**Task brief:** Find every line in the listing below that contains the string "Query" and copy each one. Treat the match as case-sensitive.

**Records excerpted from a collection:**
··········
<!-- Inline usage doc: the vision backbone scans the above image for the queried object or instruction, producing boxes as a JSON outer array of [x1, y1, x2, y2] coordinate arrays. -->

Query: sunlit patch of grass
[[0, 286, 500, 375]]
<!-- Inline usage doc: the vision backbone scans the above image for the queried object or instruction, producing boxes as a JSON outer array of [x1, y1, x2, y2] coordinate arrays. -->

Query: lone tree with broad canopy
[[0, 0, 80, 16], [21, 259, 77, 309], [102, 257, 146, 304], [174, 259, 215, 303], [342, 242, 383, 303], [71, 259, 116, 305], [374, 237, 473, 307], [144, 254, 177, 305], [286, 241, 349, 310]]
··········
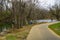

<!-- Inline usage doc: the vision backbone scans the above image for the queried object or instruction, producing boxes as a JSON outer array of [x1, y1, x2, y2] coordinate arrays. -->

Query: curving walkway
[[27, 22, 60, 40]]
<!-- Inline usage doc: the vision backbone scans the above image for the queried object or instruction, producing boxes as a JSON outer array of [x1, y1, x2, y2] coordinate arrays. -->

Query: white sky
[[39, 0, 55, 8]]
··········
**Written answer:**
Query: sunlit patch of grass
Query: lone tree with broad canopy
Query: curving walkway
Query: white sky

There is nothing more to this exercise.